§ DATA SHOWN
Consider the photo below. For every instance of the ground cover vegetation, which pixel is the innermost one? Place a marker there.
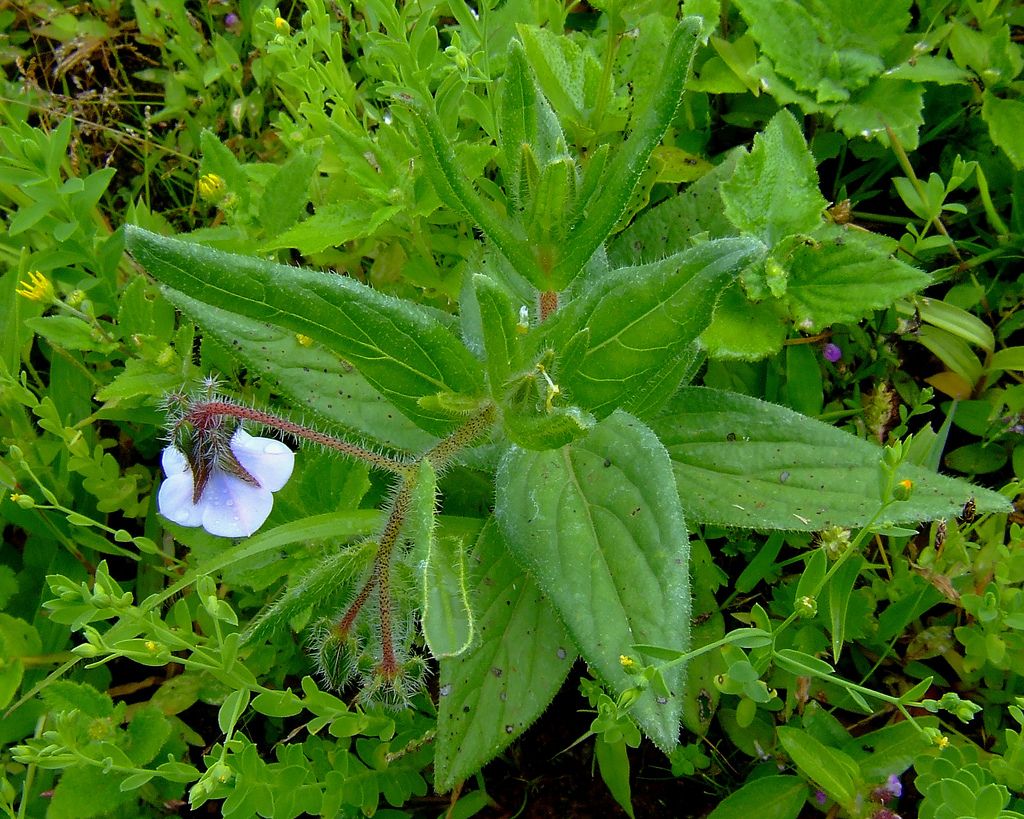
(512, 408)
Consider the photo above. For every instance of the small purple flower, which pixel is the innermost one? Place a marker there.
(894, 786)
(832, 352)
(892, 789)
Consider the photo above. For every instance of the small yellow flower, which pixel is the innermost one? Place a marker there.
(903, 489)
(38, 288)
(211, 187)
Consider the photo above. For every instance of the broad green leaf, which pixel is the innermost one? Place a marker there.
(743, 330)
(312, 377)
(642, 324)
(669, 226)
(843, 43)
(742, 462)
(774, 189)
(829, 768)
(1006, 125)
(766, 798)
(489, 694)
(284, 201)
(102, 787)
(598, 525)
(890, 749)
(885, 104)
(278, 703)
(401, 349)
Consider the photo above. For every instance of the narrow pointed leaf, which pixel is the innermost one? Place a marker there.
(498, 326)
(324, 385)
(643, 322)
(446, 617)
(742, 462)
(401, 349)
(629, 162)
(491, 693)
(598, 525)
(453, 186)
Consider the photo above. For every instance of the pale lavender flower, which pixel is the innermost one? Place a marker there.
(230, 503)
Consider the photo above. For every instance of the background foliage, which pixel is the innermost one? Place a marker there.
(282, 131)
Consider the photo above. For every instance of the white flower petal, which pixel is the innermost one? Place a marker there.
(232, 508)
(269, 461)
(174, 499)
(174, 462)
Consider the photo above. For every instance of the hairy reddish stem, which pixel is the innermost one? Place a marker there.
(549, 303)
(201, 413)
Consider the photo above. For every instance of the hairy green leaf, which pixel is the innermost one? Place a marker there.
(401, 349)
(598, 525)
(766, 798)
(642, 324)
(742, 462)
(312, 377)
(774, 189)
(491, 693)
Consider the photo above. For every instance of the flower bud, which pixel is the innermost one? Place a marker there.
(835, 541)
(212, 187)
(903, 489)
(806, 607)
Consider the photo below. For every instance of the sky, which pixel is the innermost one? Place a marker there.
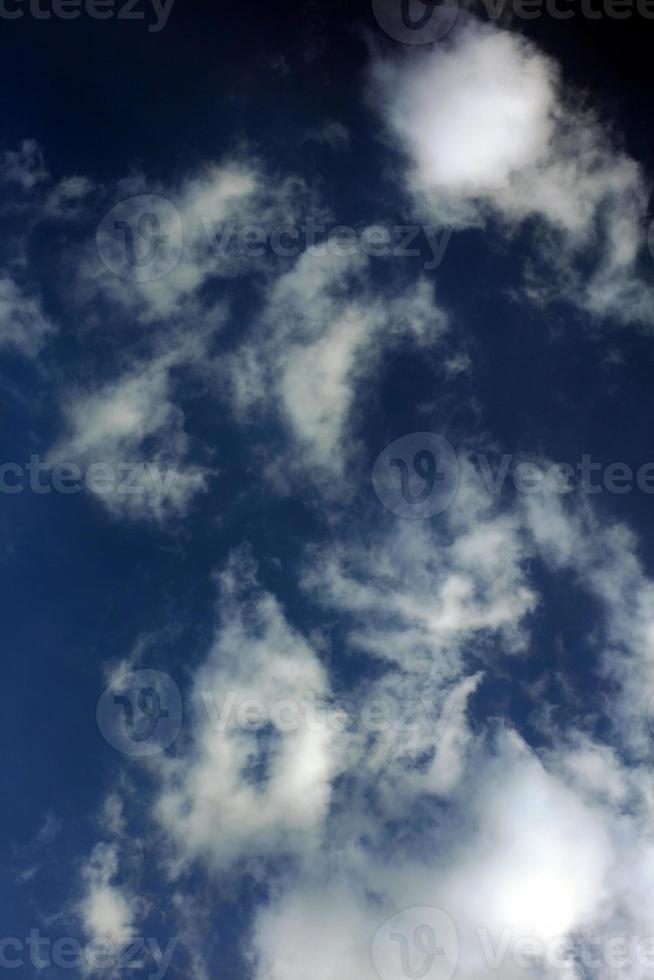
(326, 487)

§ TASK TO CARRY OUT
Skipping all images, print the data above a second time exactly.

§ FINISHED TASK
Consider the photo below. For every instance of the ground cover vegetation, which pixel is the innermost one? Place a marker there.
(512, 408)
Consider the photo above. For every instance of the small purple flower, which pixel is the innermost one? Place a marker there.
(894, 786)
(832, 352)
(892, 789)
Consider the photo above. For every instance of the small yellow flower, which pixel is the innermost one? Place a marker there.
(903, 489)
(38, 288)
(211, 187)
Consider the photo above. For every instance of the broad green leaf, which pixel is the innermost one? Place a marker there.
(743, 330)
(312, 377)
(642, 324)
(669, 226)
(843, 43)
(742, 462)
(774, 189)
(829, 768)
(1006, 125)
(766, 798)
(489, 694)
(284, 201)
(102, 787)
(598, 525)
(890, 749)
(885, 104)
(278, 703)
(401, 349)
Consider the photo above. For every instance of the narrow pointed leaf, which pixel is the innermost one? Place a marker there.
(498, 326)
(324, 385)
(643, 322)
(446, 617)
(742, 462)
(401, 349)
(629, 162)
(491, 693)
(598, 525)
(453, 186)
Consider the photo above. For every instance of the pale lavender flower, which pixel is the innermost one? Place a marker there.
(230, 503)
Consider the photo above. For every instance of the background foliage, which pixel is the innermost one? Place a marker there.
(282, 131)
Consider the photo above. For every instance of the white flower petal, which pixel is the innermost one? Place a marker there.
(232, 508)
(269, 461)
(174, 499)
(174, 462)
Consider the photo above. For every instance of the hairy reddish stem, which pixel is the innermost one? Place a marker there.
(549, 303)
(201, 413)
Consider the photo above. For every instance of the hairy green leaf, which pixel is the innermost one? Place a marker there.
(401, 349)
(598, 525)
(766, 798)
(642, 324)
(742, 462)
(312, 377)
(774, 189)
(491, 693)
Consider the photo above. For every instance of the flower bud, which pixel is the innermost one? Place a marker there.
(835, 541)
(212, 187)
(903, 489)
(806, 607)
Consider the photo below. For every instance of the sky, which pixel is the innermost one? Place a marker there.
(326, 487)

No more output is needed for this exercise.